§ **EXERCISES**
• a. Please reproduce the stretch from "You’re chugging the" through "overall well being." in the passage on unhealthy lifestyle habits below, word for word.
• b. Please carry on the passage on unhealthy lifestyle habits below, starting right after its final sentence.

Big stomach and fast food meal

You’re chugging the third soda of the day, just picked up fast food for the fourth time this week, and you can’t even remember the last place you put your tennis shoes. The last time you ran feels like it was months ago. Forget about the last time you even entered a gym. If this sounds familiar, you’re doing some pretty serious self sabotage to your physical health, fitness, and overall well being. 

You don’t even have to imagine the result of keeping that pattern up for years. Hormonal imbalances, digestive issues, and an unhealthy weight are all certainties. Look at the country around you. The vast majority of people do not work out regularly, don’t work on their diets, and absolutely do not do anything of substance in the world of self-care. That leads people to hide under baggy clothes, fear trying new pants on in the dressing room, and causes them to feel left during activities that require some sort of mobility or endurance. 

If the physical aspects weren’t bad enough, how neglecting yourself affects people’s mental headspace is even worse. Think about all the stress that comes from living an unhealthy lifestyle. Confidence suffers, body image dwindles, and mentally people just hurt.

§ **MATERIAL PROVIDED**
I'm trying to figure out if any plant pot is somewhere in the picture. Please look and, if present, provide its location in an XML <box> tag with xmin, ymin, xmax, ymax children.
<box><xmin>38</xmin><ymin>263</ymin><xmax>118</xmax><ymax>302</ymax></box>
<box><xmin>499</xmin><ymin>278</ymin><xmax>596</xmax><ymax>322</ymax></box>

§ **RESPONSES IN ORDER**
• a.
You’re chugging the third soda of the day, just picked up fast food for the fourth time this week, and you can’t even remember the last place you put your tennis shoes. The last time you ran feels like it was months ago. Forget about the last time you even entered a gym. If this sounds familiar, you’re doing some pretty serious self sabotage to your physical health, fitness, and overall well being.

• b.
You don’t have to keep living like that. If you’re sick and tired of being sick and tired—and you’ve reached your breaking point—stop self sabotaging your health and take control. A healthy lifestyle is just the sum of all the small decisions you make a day. 

Here’s a few simple ways to make a lasting change:

Easy Nutrition Swaps

When you have an all-or-nothing approach to nutrition, the lifestyle changes you are trying to make are going to fail and you are actively engaging in self sabotage, even if you mean well.  Instead of torturing yourself and eliminating everything you enjoy, make healthy substitutions.

  • Skip the soda and sugary beverages. If you’re a fanatic for flavored beverages, don’t cut them out cold turkey. Try flavored water, or flavored soda water if you’re craving bubbles. Stevia sweetened sodas are a great alternative if you are trying to cut back on calories.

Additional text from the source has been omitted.